Field names from the source are carried through exactly as discovered — no renames, recasing, or added prefixes. The tool returns the new package_id and also runs validate_package automatically so the caller knows whether the build is clean on the first response.

Example: SFTP to Snowflake with a merge key and filepath column

{
  "jsonrpc": "2.0",
  "id": 1,
  "method": "tools/call",
  "params": {
    "name": "build_pipeline",
    "arguments": {
      "name": "Daily orders load",
      "source": {
        "connection_id": 47376,
        "path": "/incoming/orders/*.csv",
        "source_path_field_alias": "source_file"
      },
      "destination": {
        "connection_id": 91002,
        "table_name": "orders",
        "schema_name": "public",
        "operation_type": "merge",
        "merge_keys": ["order_id"]
      },
      "computed": [
        { "name": "loaded_at", "expression": "CurrentTime()" }
      ]
    }
  }
}

Error envelopes

Envelope	Cause
`source connection <id> not found in this account`	Source `connection_id` is unknown to this account.
`destination connection <id> not found in this account`	Destination `connection_id` is unknown to this account.
`build_pipeline currently supports database/warehouse destinations only; ...`	Destination is a file or cloud-storage connection. Use `create_package` instead.

WHAT YOU WILL DO: How would the build_pipeline documentation read from "Field names from" through "the first response." if "caller" were changed to "client"?

ENTRIES SUPPLIED:

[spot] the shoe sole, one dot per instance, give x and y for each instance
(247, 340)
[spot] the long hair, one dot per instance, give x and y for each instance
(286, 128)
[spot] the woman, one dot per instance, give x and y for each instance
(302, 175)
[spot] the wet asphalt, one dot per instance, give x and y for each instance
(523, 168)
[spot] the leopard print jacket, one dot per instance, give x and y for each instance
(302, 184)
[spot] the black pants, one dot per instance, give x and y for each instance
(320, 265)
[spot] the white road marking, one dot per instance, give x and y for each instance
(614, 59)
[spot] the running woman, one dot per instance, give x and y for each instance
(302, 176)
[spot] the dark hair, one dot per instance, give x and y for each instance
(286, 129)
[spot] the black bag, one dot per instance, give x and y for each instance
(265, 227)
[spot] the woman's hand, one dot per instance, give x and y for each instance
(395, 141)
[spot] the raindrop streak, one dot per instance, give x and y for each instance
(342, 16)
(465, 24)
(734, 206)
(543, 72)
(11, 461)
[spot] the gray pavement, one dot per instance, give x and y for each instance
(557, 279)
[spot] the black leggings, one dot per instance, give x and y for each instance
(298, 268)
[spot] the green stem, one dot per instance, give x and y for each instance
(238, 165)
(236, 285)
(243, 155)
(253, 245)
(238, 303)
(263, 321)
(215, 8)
---
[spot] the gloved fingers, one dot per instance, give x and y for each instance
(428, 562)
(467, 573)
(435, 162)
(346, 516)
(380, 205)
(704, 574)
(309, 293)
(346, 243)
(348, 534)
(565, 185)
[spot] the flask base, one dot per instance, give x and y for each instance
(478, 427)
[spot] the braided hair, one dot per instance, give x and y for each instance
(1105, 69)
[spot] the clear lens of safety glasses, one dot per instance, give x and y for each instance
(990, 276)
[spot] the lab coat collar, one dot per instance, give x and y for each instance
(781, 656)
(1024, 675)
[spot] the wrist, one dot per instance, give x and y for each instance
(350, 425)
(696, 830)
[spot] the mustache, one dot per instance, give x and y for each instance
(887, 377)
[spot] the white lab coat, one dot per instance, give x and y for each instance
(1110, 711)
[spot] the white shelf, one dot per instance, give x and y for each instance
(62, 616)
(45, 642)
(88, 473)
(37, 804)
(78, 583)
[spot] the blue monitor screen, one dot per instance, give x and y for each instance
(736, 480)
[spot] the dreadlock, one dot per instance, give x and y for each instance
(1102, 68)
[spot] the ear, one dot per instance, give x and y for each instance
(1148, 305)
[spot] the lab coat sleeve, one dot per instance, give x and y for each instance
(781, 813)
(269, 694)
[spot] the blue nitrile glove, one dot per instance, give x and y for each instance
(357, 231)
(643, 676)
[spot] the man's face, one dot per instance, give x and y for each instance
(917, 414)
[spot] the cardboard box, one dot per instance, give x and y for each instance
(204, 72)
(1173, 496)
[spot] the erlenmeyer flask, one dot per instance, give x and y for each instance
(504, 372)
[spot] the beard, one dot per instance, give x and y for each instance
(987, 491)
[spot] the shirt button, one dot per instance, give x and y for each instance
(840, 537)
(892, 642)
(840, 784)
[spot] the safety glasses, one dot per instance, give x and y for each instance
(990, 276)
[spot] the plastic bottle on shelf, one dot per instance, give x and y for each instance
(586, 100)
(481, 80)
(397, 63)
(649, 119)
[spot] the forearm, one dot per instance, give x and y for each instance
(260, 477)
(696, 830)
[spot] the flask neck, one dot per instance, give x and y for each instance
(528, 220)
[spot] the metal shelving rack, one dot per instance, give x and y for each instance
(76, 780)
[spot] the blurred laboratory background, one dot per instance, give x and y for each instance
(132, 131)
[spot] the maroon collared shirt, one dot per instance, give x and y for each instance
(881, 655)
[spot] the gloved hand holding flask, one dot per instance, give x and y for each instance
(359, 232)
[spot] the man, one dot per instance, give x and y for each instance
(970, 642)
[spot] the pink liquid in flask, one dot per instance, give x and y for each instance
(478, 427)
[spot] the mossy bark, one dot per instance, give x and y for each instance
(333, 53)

THE REPLY:
Field names from the source are carried through exactly as discovered — no renames, recasing, or added prefixes. The tool returns the new package_id and also runs validate_package automatically so the client knows whether the build is clean on the first response.